▸ **WHAT THIS EXERCISE ASKS**
(A) Answer these from the Fort Hill text:
(i) Whom does it name as the person to contact?
(ii) About how many miles is Fort Hill from outerbelt 270 in Columbus?
(iii) On the far side of Bainbridge, onto which road do you turn left?
(B) From the Fort Hill text, copy word for word the part that begins with the words "No experience necessary!" and ends with "email@example.com or 937-588-3221.".

▸ **EXTRACTED TEXT**
--- START ---

No experience necessary!
Human beings are literally born to recognize plants in the woods. We’ve been doing it successfully for hundreds of thousands of years. You will be amazed how proficient you will become at plant recognition in just 20 minutes of time. Soon your hands and eyes do all the thinking for you and you can simply relax and enjoy the forest.
Please contact Land Manger Fern Truitt at email@example.com or 937-588-3221.
Address for GPS: 13614 Fort Hill Road, Hillsboro, OH 45133
From the North or East through Chillicothe to Fort Hill:
Fort Hill is approximately 70 miles from outerbelt 270 in Columbus. We estimate it is a one hour and thirty minute drive to your destination from the outerbelt of Columbus. Be sure to add on how long it takes you to get to that exit from your starting point to estimate your total driving time. To Begin: Take the 270 outerbelt around Columbus and head south toward the SR 23 Exit. Exit on SR 23 and go south. (If 270 were a clock, the exit is at 6:00). Follow Route 23 all the way past Circleville, into Chillicothe. You will see several exit ramps in the Chillicothe area. Be sure to watch for the one that says Route 50 WEST, not Route 50 EAST which would erroneously take you to Athens – in the wrong direction! After you correctly exit, Route 50 highway signs will clearly direct you through Chillicothe. Take Route 50 West through Chillicothe. After approx. 20 miles you will pass through the town of Bainbridge. On the far side of Bainbridge, turn left on SR 41 South. Follow 41 south, past JR’s farm market, and through the town of Cynthiana. Go several more miles. Watch for SR 73 coming in on your right and begin paying close attention. Watch for a noticeable sign that says Fort Hill on your right. Turn right on the marked road and follow the signs to Fort Hill. It will be on your left. Follow the road past the brick museum building and over the wooden bridge.

--- END ---

▸ **DATA SECTION**

--- START ---

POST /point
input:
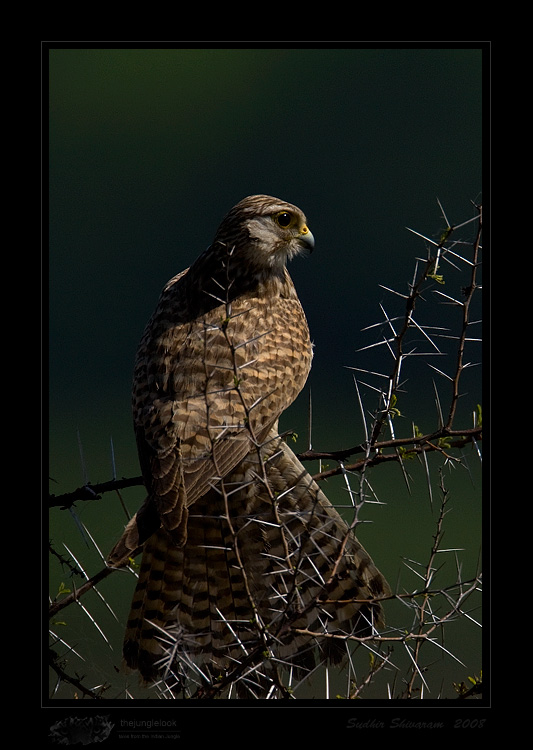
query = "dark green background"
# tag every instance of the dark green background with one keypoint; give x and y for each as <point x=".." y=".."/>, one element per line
<point x="148" y="150"/>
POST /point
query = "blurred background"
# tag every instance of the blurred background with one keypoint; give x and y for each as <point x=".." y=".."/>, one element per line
<point x="149" y="148"/>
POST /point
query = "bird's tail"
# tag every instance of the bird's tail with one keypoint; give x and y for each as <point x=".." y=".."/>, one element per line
<point x="269" y="567"/>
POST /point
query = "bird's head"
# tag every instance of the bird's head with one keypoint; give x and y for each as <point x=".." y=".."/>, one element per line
<point x="265" y="232"/>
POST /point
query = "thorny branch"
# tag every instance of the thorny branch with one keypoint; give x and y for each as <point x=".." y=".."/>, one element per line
<point x="375" y="450"/>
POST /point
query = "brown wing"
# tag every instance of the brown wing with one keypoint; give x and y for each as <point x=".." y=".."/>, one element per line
<point x="210" y="381"/>
<point x="294" y="564"/>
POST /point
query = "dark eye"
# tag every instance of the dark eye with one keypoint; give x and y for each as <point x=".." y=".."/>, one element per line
<point x="284" y="219"/>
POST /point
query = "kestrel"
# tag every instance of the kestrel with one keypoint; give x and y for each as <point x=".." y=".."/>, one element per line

--- END ---

▸ **SOLUTIONS TO THE EXERCISE**
(A)
(i) Fern Truitt
(ii) Approximately 70 miles
(iii) SR 41 South

(B)
No experience necessary!
Human beings are literally born to recognize plants in the woods. We’ve been doing it successfully for hundreds of thousands of years. You will be amazed how proficient you will become at plant recognition in just 20 minutes of time. Soon your hands and eyes do all the thinking for you and you can simply relax and enjoy the forest.
Please contact Land Manger Fern Truitt at email@example.com or 937-588-3221.